• Work required: Convert every line of the records below into a numbered list, one line per item, omitting blank lines.

• Available records:
++++++++++++++++++++
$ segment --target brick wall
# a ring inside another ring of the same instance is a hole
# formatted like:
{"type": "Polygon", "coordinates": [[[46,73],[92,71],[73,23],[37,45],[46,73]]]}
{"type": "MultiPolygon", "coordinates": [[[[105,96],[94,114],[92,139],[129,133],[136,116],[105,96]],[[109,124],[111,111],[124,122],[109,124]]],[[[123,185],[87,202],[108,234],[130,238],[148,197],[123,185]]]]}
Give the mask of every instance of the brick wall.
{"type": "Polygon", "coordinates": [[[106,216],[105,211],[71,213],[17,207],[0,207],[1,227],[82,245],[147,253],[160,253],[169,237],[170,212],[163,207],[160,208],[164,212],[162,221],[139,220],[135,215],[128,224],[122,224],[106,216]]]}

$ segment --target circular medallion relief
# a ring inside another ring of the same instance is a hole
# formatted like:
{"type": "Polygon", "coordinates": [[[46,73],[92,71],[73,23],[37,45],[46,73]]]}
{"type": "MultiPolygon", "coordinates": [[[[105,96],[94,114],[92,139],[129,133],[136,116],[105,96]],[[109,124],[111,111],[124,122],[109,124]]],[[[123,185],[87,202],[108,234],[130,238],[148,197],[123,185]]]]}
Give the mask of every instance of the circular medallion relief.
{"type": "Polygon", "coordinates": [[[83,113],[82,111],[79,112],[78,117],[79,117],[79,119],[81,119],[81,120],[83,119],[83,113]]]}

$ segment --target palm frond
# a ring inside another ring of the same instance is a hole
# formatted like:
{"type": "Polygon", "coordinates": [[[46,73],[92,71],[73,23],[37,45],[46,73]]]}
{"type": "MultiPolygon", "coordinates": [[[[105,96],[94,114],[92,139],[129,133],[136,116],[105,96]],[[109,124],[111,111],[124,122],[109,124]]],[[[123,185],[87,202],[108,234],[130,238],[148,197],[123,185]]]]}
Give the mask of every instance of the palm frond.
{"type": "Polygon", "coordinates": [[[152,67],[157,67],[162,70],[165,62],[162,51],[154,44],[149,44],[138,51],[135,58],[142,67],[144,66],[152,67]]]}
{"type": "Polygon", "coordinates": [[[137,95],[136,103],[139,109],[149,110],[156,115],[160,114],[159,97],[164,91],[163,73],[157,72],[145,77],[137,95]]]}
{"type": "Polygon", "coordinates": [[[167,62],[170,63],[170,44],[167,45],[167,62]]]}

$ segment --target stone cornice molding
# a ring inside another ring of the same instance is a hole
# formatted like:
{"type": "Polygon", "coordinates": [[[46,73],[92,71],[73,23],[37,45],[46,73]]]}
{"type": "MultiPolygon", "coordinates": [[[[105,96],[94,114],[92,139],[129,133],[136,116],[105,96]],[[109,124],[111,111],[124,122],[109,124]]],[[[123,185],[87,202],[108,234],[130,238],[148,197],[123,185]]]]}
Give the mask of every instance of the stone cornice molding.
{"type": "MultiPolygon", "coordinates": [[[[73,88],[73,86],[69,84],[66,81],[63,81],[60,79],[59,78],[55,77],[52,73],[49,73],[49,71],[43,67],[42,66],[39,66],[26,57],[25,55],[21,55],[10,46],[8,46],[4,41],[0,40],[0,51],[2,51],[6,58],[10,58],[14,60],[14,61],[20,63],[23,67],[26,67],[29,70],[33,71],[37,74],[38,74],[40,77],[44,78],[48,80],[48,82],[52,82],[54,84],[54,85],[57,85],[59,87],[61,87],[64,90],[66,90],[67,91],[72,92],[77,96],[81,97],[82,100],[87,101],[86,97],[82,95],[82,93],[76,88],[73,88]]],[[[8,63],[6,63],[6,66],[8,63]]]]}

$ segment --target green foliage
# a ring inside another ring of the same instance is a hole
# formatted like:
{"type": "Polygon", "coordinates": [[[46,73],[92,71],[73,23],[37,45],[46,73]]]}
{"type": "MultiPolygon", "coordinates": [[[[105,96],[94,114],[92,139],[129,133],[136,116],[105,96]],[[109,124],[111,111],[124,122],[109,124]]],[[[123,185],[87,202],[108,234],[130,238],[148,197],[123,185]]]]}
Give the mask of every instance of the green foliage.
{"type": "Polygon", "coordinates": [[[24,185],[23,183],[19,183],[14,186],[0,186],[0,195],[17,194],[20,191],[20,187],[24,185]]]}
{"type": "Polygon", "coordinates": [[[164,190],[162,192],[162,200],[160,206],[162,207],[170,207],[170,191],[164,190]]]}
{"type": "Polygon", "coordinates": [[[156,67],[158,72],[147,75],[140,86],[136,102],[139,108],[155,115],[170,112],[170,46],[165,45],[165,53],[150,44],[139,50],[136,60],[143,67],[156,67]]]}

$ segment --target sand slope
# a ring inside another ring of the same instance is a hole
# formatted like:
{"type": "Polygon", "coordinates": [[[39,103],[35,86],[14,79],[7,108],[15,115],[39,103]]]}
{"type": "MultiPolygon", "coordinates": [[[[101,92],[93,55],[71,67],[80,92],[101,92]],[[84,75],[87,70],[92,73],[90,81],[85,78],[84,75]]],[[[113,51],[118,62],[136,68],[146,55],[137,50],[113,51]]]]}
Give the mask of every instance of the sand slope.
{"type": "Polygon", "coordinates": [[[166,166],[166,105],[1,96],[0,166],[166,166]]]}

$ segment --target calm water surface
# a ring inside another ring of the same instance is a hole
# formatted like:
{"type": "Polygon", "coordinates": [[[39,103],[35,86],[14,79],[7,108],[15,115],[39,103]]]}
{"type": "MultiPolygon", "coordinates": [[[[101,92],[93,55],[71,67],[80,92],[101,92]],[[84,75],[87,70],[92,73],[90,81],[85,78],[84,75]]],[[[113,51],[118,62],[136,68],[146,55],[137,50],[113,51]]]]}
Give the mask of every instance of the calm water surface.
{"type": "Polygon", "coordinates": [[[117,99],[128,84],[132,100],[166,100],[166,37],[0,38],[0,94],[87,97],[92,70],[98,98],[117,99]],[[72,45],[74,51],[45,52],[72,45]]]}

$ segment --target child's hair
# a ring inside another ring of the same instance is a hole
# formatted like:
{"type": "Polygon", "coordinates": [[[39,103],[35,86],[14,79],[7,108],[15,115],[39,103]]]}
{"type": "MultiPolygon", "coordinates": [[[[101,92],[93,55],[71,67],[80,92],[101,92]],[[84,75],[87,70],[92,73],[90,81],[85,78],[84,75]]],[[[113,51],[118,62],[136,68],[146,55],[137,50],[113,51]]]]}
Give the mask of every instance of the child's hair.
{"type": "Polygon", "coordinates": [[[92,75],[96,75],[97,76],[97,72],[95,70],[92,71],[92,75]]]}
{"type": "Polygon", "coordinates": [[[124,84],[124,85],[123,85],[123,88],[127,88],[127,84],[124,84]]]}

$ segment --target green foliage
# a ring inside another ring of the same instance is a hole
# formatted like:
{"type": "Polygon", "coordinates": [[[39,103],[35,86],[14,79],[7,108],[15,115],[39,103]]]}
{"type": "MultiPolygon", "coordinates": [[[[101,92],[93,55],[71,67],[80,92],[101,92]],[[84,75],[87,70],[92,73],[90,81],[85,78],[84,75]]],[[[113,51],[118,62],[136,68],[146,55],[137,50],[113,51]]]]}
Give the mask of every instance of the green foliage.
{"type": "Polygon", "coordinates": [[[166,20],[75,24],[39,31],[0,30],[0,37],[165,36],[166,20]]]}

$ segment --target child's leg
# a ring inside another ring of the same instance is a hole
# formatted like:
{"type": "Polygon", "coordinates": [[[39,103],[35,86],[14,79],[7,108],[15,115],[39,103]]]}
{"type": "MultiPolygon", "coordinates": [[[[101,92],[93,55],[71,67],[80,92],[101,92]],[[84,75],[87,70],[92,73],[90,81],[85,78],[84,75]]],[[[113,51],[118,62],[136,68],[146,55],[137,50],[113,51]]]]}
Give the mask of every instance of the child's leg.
++++++++++++++++++++
• Response:
1. $ segment --target brick wall
2. # a ring inside another ring of the same instance is a hole
3. # formatted like:
4. {"type": "Polygon", "coordinates": [[[46,73],[92,71],[73,23],[37,45],[46,73]]]}
5. {"type": "MultiPolygon", "coordinates": [[[[105,96],[94,114],[92,139],[129,133],[136,116],[105,96]],[[109,124],[111,111],[124,122],[109,124]]],[[[123,185],[87,202],[108,234],[130,238],[148,197],[123,185]]]]}
6. Give the mask of every instance of the brick wall.
7. {"type": "Polygon", "coordinates": [[[106,216],[105,211],[71,213],[17,207],[0,207],[1,227],[82,245],[147,253],[160,253],[169,237],[170,212],[163,207],[160,208],[164,212],[162,221],[139,220],[135,215],[128,224],[122,224],[106,216]]]}
8. $ segment --target circular medallion relief
9. # a ring inside another ring of the same instance is a hole
10. # formatted like:
11. {"type": "Polygon", "coordinates": [[[46,73],[92,71],[73,23],[37,45],[46,73]]]}
12. {"type": "MultiPolygon", "coordinates": [[[[105,96],[94,114],[92,139],[129,133],[136,116],[105,96]],[[109,124],[111,111],[124,122],[109,124]]],[[[123,185],[87,202],[108,234],[130,238],[148,197],[123,185]]]]}
13. Give the mask of every instance of the circular medallion relief.
14. {"type": "Polygon", "coordinates": [[[83,113],[82,111],[79,112],[78,117],[79,117],[79,119],[81,119],[81,120],[83,119],[83,113]]]}
15. $ segment --target palm frond
16. # a ring inside another ring of the same instance is a hole
17. # formatted like:
18. {"type": "Polygon", "coordinates": [[[46,73],[92,71],[73,23],[37,45],[46,73]]]}
19. {"type": "MultiPolygon", "coordinates": [[[[105,96],[94,114],[92,139],[129,133],[136,116],[105,96]],[[109,124],[111,111],[124,122],[109,124]]],[[[123,185],[87,202],[108,234],[130,238],[148,197],[123,185]]]]}
20. Give the mask of every instance of the palm frond.
21. {"type": "Polygon", "coordinates": [[[152,67],[157,67],[162,70],[165,62],[162,51],[154,44],[149,44],[138,51],[135,58],[142,67],[144,66],[152,67]]]}
22. {"type": "Polygon", "coordinates": [[[137,95],[136,103],[139,109],[149,110],[156,115],[160,114],[159,97],[164,91],[163,73],[157,72],[145,77],[137,95]]]}
23. {"type": "Polygon", "coordinates": [[[167,62],[170,63],[170,44],[167,45],[167,62]]]}
24. $ segment --target stone cornice molding
25. # a ring inside another ring of the same instance is a hole
26. # formatted like:
27. {"type": "Polygon", "coordinates": [[[46,73],[92,71],[73,23],[37,45],[46,73]]]}
28. {"type": "MultiPolygon", "coordinates": [[[[105,96],[94,114],[92,139],[129,133],[136,116],[105,96]],[[109,124],[111,111],[124,122],[109,124]]],[[[123,185],[87,202],[108,234],[130,238],[148,197],[123,185]]]]}
29. Give the mask of every instance of the stone cornice molding.
30. {"type": "MultiPolygon", "coordinates": [[[[73,88],[73,86],[69,84],[66,81],[63,81],[60,79],[59,78],[55,77],[52,73],[49,73],[49,71],[43,67],[42,66],[39,66],[26,57],[25,55],[21,55],[10,46],[8,46],[4,41],[0,40],[0,51],[2,51],[6,58],[10,58],[14,60],[14,61],[20,63],[23,67],[26,67],[29,70],[33,71],[37,74],[38,74],[40,77],[44,78],[48,80],[48,82],[52,82],[54,84],[54,85],[57,85],[59,87],[61,87],[64,90],[66,90],[67,91],[72,92],[77,96],[81,97],[82,100],[87,101],[86,97],[82,95],[82,93],[76,88],[73,88]]],[[[8,63],[6,63],[6,66],[8,63]]]]}
31. $ segment --target green foliage
32. # a ring inside another ring of the same instance is a hole
33. # formatted like:
34. {"type": "Polygon", "coordinates": [[[46,73],[92,71],[73,23],[37,45],[46,73]]]}
35. {"type": "MultiPolygon", "coordinates": [[[[105,96],[94,114],[92,139],[129,133],[136,116],[105,96]],[[109,124],[111,111],[124,122],[109,124]]],[[[123,185],[87,202],[108,234],[130,238],[148,197],[123,185]]]]}
36. Give the mask of every instance of the green foliage.
37. {"type": "Polygon", "coordinates": [[[24,185],[23,183],[19,183],[14,186],[0,186],[0,195],[17,194],[20,191],[20,187],[24,185]]]}
38. {"type": "Polygon", "coordinates": [[[164,190],[162,192],[162,200],[160,206],[162,207],[170,207],[170,191],[164,190]]]}
39. {"type": "Polygon", "coordinates": [[[156,67],[158,72],[147,75],[140,86],[136,102],[139,108],[155,115],[170,112],[170,46],[165,45],[165,53],[150,44],[139,50],[136,60],[143,67],[156,67]]]}
40. $ segment --target sand slope
41. # a ring inside another ring of the same instance is a hole
42. # formatted like:
43. {"type": "Polygon", "coordinates": [[[39,103],[35,86],[14,79],[7,108],[15,115],[39,103]]]}
44. {"type": "MultiPolygon", "coordinates": [[[[101,92],[93,55],[71,67],[80,92],[101,92]],[[84,75],[87,70],[92,73],[90,81],[85,78],[84,75]]],[[[113,51],[118,62],[136,68],[146,55],[137,50],[113,51]]]]}
45. Give the mask of every instance of the sand slope.
46. {"type": "Polygon", "coordinates": [[[166,166],[166,105],[1,96],[0,166],[166,166]]]}
47. $ segment --target calm water surface
48. # a ring inside another ring of the same instance is a hole
49. # formatted like:
50. {"type": "Polygon", "coordinates": [[[39,103],[35,86],[14,79],[7,108],[15,115],[39,103]]]}
51. {"type": "MultiPolygon", "coordinates": [[[[101,92],[93,55],[71,67],[80,92],[101,92]],[[84,75],[87,70],[92,73],[90,81],[85,78],[84,75]]],[[[113,51],[118,62],[136,68],[146,55],[137,50],[113,51]]]]}
52. Give the mask of every instance of the calm water surface.
53. {"type": "Polygon", "coordinates": [[[117,99],[128,84],[132,100],[166,100],[166,37],[0,38],[0,94],[87,97],[92,70],[98,98],[117,99]],[[72,45],[74,51],[45,52],[72,45]]]}
54. $ segment --target child's hair
55. # a ring inside another ring of the same instance is a hole
56. # formatted like:
57. {"type": "Polygon", "coordinates": [[[39,103],[35,86],[14,79],[7,108],[15,115],[39,103]]]}
58. {"type": "MultiPolygon", "coordinates": [[[[101,92],[93,55],[71,67],[80,92],[101,92]],[[84,75],[87,70],[92,73],[90,81],[85,78],[84,75]]],[[[113,51],[118,62],[136,68],[146,55],[137,50],[113,51]]]]}
59. Give the mask of every instance of the child's hair.
60. {"type": "Polygon", "coordinates": [[[92,75],[96,75],[97,76],[97,72],[95,70],[92,71],[92,75]]]}
61. {"type": "Polygon", "coordinates": [[[124,84],[124,85],[123,85],[123,88],[127,88],[127,84],[124,84]]]}
62. $ segment --target green foliage
63. # a ring inside another ring of the same instance is a hole
64. # formatted like:
65. {"type": "Polygon", "coordinates": [[[39,103],[35,86],[14,79],[7,108],[15,115],[39,103]]]}
66. {"type": "MultiPolygon", "coordinates": [[[[101,92],[93,55],[71,67],[80,92],[101,92]],[[84,75],[87,70],[92,73],[90,81],[85,78],[84,75]]],[[[113,51],[118,62],[136,68],[146,55],[137,50],[113,51]]]]}
67. Give the mask of every instance of the green foliage.
68. {"type": "Polygon", "coordinates": [[[166,20],[75,24],[39,31],[0,30],[0,37],[165,36],[166,20]]]}
69. $ segment --target child's leg
70. # a ring inside another ring of the same instance is a hole
71. # formatted like:
72. {"type": "Polygon", "coordinates": [[[39,103],[35,86],[14,79],[7,108],[15,115],[39,103]]]}
73. {"type": "MultiPolygon", "coordinates": [[[[101,92],[93,55],[71,67],[80,92],[101,92]],[[84,75],[87,70],[92,73],[90,81],[85,78],[84,75]]],[[[113,51],[118,62],[136,68],[146,55],[137,50],[113,51]]]]}
74. Give the mask of every instance of the child's leg.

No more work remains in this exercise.